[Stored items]
+---+
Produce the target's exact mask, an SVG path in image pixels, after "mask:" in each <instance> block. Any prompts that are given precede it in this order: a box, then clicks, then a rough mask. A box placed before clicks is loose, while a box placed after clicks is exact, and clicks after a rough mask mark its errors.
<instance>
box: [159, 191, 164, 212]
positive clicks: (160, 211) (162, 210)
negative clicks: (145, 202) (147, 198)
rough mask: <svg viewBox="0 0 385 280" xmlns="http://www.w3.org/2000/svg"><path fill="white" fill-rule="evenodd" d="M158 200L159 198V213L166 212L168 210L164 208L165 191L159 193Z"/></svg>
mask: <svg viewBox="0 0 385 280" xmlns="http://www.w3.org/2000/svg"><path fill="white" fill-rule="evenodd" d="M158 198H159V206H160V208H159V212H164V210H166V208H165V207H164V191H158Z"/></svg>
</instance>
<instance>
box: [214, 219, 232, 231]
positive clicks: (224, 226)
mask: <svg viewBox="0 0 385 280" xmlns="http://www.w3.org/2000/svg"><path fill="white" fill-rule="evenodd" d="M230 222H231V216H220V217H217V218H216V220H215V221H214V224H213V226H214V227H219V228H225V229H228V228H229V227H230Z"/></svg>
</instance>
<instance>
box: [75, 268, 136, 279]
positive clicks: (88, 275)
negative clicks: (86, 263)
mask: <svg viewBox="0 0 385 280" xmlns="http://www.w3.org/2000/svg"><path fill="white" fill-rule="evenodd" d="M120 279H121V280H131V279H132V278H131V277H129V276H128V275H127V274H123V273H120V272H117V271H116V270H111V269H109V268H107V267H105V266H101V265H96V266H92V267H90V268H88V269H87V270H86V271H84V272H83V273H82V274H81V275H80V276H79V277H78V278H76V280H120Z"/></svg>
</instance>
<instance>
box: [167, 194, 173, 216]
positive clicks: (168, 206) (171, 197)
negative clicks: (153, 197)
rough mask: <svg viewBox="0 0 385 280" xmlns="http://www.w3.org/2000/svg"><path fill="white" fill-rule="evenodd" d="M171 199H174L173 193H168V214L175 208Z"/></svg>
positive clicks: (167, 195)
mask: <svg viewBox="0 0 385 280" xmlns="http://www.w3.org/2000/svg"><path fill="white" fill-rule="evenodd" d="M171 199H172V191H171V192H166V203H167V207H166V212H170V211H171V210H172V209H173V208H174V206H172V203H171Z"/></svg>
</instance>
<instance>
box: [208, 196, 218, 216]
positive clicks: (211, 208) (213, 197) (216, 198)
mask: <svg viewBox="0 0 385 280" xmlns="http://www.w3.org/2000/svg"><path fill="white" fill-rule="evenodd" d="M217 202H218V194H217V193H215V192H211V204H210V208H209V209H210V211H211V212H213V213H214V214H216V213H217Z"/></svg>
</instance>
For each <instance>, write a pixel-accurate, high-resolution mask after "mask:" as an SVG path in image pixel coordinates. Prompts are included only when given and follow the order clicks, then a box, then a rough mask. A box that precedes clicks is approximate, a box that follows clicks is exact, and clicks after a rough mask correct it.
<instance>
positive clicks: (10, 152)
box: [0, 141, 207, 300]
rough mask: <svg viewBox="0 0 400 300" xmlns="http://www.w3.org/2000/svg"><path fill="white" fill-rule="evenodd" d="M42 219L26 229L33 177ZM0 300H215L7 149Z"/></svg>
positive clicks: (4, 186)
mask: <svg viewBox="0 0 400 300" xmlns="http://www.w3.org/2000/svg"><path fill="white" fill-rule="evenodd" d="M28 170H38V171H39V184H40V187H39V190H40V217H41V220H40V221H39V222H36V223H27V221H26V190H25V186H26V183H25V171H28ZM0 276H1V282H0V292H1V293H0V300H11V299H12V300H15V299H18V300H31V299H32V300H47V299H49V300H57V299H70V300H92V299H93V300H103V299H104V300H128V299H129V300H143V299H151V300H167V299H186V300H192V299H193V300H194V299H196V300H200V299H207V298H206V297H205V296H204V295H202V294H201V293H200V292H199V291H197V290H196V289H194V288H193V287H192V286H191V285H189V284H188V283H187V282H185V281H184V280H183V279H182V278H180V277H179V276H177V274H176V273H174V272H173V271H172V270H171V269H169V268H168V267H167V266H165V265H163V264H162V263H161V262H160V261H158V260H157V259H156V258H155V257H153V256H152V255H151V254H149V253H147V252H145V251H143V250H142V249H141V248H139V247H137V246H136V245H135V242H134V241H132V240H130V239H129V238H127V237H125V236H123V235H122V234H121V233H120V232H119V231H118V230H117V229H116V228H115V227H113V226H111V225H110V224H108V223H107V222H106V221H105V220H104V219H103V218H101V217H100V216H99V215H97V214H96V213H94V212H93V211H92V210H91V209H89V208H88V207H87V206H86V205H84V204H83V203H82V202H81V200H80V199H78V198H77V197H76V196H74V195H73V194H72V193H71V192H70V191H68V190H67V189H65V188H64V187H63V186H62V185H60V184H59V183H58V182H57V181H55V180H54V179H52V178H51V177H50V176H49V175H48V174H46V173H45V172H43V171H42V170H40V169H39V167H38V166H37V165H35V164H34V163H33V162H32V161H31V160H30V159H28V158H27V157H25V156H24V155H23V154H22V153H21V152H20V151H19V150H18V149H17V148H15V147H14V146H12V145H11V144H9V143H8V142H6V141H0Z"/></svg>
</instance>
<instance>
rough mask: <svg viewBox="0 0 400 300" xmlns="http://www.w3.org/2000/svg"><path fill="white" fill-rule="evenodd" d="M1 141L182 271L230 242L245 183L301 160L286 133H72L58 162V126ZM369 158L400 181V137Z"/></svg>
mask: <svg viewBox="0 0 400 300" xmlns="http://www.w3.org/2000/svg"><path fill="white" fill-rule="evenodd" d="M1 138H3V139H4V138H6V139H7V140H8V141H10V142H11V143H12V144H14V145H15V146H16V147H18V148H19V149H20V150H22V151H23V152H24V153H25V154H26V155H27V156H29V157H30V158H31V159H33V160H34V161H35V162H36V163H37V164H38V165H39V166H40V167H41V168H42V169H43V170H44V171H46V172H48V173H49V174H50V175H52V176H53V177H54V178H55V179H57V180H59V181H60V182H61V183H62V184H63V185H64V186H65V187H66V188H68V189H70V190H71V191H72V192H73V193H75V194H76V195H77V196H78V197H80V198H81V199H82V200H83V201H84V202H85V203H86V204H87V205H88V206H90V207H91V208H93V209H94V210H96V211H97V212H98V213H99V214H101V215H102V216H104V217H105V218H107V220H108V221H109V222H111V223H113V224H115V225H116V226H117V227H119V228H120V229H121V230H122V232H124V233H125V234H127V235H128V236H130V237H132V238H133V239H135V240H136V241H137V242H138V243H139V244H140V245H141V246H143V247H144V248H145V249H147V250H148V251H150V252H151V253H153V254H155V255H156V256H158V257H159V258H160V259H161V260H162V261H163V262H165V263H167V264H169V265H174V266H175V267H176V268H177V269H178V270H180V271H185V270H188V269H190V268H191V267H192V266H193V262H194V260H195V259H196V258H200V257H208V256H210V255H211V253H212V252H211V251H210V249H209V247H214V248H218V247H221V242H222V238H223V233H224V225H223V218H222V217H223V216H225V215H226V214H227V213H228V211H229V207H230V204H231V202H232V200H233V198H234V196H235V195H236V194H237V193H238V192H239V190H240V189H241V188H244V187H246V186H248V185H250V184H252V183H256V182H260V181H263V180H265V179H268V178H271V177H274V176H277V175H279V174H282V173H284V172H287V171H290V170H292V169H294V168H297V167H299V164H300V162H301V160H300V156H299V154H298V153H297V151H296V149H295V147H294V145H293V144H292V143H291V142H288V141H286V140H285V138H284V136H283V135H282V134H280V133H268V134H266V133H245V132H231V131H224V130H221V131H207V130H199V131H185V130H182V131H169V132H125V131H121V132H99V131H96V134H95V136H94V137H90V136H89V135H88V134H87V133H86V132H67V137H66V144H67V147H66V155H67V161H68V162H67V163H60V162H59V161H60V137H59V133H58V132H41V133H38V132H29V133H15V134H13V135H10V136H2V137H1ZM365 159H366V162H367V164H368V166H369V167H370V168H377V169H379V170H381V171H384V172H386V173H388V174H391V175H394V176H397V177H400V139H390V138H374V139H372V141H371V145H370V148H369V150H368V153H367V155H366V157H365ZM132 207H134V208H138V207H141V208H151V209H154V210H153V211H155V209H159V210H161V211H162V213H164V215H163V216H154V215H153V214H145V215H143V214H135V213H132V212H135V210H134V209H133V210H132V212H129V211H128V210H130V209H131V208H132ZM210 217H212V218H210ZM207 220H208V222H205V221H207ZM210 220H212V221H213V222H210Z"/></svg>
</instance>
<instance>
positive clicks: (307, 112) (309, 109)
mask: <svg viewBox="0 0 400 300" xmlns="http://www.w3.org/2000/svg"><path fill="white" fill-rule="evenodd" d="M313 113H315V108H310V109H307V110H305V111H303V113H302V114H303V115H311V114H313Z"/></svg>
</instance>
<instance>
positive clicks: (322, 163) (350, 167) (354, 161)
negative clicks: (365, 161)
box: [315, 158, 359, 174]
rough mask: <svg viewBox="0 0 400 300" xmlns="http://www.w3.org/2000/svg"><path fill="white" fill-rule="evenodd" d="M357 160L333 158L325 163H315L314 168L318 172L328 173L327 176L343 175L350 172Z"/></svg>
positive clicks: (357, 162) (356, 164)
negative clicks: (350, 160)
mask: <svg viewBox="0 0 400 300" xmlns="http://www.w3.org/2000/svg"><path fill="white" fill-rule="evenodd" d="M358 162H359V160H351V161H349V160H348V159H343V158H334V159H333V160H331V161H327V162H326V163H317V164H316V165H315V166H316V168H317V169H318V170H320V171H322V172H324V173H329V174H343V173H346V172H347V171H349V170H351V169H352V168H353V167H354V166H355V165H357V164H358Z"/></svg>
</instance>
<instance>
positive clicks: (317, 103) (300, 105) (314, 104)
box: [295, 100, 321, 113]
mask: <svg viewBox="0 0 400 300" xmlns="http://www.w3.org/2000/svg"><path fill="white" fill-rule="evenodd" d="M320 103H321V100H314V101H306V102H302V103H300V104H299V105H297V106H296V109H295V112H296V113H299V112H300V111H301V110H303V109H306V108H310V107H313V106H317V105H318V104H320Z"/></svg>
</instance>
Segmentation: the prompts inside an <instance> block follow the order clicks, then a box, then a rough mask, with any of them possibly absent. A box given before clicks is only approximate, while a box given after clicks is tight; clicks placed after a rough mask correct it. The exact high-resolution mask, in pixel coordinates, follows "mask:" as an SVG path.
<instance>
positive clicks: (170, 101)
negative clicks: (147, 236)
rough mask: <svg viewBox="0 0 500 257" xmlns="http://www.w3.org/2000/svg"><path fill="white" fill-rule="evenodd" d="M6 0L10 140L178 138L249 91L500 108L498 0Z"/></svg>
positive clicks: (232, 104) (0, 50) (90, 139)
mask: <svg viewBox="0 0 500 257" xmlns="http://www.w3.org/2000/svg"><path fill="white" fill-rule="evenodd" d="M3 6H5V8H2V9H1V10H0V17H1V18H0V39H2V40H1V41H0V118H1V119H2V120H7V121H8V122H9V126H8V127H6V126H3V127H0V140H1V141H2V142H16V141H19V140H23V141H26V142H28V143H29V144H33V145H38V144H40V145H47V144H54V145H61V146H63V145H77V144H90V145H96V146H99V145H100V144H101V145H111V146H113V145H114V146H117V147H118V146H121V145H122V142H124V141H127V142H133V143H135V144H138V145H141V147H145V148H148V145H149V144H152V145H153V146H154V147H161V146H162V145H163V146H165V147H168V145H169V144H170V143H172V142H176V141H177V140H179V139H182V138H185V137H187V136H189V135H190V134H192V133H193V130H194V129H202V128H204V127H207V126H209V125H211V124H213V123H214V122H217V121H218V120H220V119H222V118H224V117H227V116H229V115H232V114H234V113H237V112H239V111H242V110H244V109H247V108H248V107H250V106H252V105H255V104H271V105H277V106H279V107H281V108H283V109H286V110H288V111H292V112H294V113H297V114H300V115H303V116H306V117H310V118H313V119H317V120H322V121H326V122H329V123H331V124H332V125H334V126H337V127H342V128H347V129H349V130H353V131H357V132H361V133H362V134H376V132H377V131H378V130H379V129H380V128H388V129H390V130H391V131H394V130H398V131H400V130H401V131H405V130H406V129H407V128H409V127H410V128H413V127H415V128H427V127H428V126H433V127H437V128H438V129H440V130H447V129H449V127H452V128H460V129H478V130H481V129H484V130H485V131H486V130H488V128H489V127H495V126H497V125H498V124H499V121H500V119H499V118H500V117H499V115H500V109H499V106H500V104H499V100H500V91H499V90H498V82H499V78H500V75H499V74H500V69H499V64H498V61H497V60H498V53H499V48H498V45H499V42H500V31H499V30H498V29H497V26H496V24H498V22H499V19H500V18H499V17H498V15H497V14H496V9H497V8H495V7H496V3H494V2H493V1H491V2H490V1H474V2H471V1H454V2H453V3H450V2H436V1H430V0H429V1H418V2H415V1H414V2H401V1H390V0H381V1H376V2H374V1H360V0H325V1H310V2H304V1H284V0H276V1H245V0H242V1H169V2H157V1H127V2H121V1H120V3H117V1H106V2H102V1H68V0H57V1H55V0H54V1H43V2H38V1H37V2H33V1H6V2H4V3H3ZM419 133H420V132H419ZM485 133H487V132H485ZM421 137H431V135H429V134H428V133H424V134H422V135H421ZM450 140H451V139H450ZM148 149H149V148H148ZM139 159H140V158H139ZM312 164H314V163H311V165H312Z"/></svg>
+---+
Set down, unchanged, only those lines above that fall between the line with "positive clicks: (170, 101)" and the line with "0L10 140L178 138L249", the two end lines included.

positive clicks: (170, 101)
negative clicks: (147, 236)
rough mask: <svg viewBox="0 0 500 257" xmlns="http://www.w3.org/2000/svg"><path fill="white" fill-rule="evenodd" d="M6 0L10 140L178 138L249 91L500 108L498 0Z"/></svg>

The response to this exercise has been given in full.